*ACTIVITY*. In your answer, every line of the records should be written out exactly.

[Data excerpts]
========

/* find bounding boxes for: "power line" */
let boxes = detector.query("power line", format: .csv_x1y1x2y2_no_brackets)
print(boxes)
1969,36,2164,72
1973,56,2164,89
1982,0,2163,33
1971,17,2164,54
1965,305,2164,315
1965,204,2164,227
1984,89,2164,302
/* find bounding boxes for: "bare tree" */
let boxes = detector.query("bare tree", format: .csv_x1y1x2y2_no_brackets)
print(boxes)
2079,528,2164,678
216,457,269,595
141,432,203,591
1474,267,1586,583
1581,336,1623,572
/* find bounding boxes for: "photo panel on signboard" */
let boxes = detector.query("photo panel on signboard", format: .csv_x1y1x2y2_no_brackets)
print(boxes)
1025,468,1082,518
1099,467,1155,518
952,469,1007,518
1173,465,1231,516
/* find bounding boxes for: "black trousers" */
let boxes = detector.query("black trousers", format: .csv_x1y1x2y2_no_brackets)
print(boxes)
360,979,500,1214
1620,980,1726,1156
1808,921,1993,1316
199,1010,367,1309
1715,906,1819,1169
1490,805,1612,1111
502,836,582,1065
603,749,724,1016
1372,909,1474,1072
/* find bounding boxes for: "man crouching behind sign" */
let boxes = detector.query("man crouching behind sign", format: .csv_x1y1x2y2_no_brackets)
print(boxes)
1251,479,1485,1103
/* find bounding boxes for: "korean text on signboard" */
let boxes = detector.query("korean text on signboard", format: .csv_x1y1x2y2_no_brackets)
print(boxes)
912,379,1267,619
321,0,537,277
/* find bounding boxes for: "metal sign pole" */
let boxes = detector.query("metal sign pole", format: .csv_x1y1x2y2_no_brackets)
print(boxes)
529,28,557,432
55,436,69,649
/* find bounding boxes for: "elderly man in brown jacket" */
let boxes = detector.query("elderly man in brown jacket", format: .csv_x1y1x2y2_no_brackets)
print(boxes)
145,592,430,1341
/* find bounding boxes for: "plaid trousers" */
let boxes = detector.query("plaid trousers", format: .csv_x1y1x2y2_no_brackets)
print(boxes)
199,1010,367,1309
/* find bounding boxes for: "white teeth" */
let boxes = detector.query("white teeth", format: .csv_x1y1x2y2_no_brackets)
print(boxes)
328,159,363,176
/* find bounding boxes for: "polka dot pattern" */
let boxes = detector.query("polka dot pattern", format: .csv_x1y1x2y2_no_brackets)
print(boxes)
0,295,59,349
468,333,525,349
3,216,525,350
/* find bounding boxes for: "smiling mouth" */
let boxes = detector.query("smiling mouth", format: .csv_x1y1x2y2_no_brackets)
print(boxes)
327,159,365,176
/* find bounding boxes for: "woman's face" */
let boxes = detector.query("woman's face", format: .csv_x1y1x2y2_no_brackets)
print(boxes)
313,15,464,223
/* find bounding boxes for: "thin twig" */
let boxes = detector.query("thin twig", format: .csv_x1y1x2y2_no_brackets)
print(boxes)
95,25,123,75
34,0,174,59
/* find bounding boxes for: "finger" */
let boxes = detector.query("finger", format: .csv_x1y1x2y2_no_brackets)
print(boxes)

========

*RESPONSE BELOW*.
/* find bounding boxes for: "power line" */
let boxes = detector.query("power line", format: .csv_x1y1x2y2_no_brackets)
print(boxes)
1969,36,2164,72
1973,56,2164,89
1982,0,2163,33
1971,17,2164,54
1965,305,2164,315
1965,204,2164,227
1984,89,2164,302
/* find bounding boxes for: "bare tree" */
let boxes = detector.query("bare tree", format: .csv_x1y1x2y2_no_brackets)
print(boxes)
2079,528,2164,678
216,457,269,595
141,432,203,591
1474,267,1586,583
1581,336,1623,572
/* find bounding boxes for: "photo panel on signboard" */
let boxes = detector.query("photo panel on signboard", format: .csv_x1y1x2y2_no_brackets)
print(boxes)
1025,468,1082,518
1099,467,1155,518
952,469,1007,518
1173,465,1231,516
/* find bounding boxes for: "black trousers" */
let boxes = detector.query("black trousers", format: .csv_x1y1x2y2_no_brackets)
print(boxes)
360,979,500,1214
1620,980,1726,1156
1808,921,1993,1316
199,1010,367,1309
1715,906,1819,1169
1490,805,1612,1111
502,836,582,1065
603,749,724,1016
1372,909,1474,1072
/* find bounding boxes for: "man crouching behind sign" */
let boxes = detector.query("man crouching behind sign", format: .csv_x1y1x2y2_no_brackets)
print(boxes)
1251,479,1485,1103
/* find bounding boxes for: "korean text on signboard" */
let boxes = detector.query("korean text on signboard", format: .csv_x1y1x2y2_no_brackets)
print(boxes)
912,379,1267,619
321,0,537,277
/* find bounding boxes for: "metal sign pole" */
let boxes = detector.query("metal sign pole", format: .csv_x1y1x2y2_no_brackets)
print(boxes)
529,28,557,432
55,436,69,649
/* find bounding boxes for: "elderly man in brown jacket" */
let boxes = detector.query("elderly man in brown jacket", format: .csv_x1y1x2y2_no_brackets)
print(boxes)
145,592,430,1341
/* find bounding boxes for: "plaid trousers" */
let boxes = detector.query("plaid trousers", format: .csv_x1y1x2y2_no_brackets)
print(boxes)
199,1010,367,1309
/* find bounding boxes for: "white teeth" */
let boxes = detector.query("white teeth", format: .csv_x1y1x2y2_no_brackets)
print(boxes)
328,159,363,176
/* find bounding boxes for: "polka dot pattern" */
let boxes = detector.query("polka dot pattern", format: .csv_x1y1x2y2_no_brackets)
print(boxes)
0,295,59,349
468,333,525,349
3,216,525,350
/* find bounding boxes for: "smiling mouth" */
let boxes = detector.query("smiling mouth", format: .csv_x1y1x2y2_no_brackets)
print(boxes)
327,159,365,176
/* find bounding boxes for: "woman's face" */
let boxes = detector.query("woman's face", format: .csv_x1y1x2y2_no_brackets)
print(boxes)
313,15,464,223
/* find bounding boxes for: "thin twig" */
let boxes = detector.query("thin twig", format: .csv_x1y1x2y2_no_brackets)
print(boxes)
95,25,123,75
34,0,174,59
/* find bounding boxes for: "finger" */
let boxes = detector.query("finger", format: .csv_x1y1x2y2_no_brackets)
print(boxes)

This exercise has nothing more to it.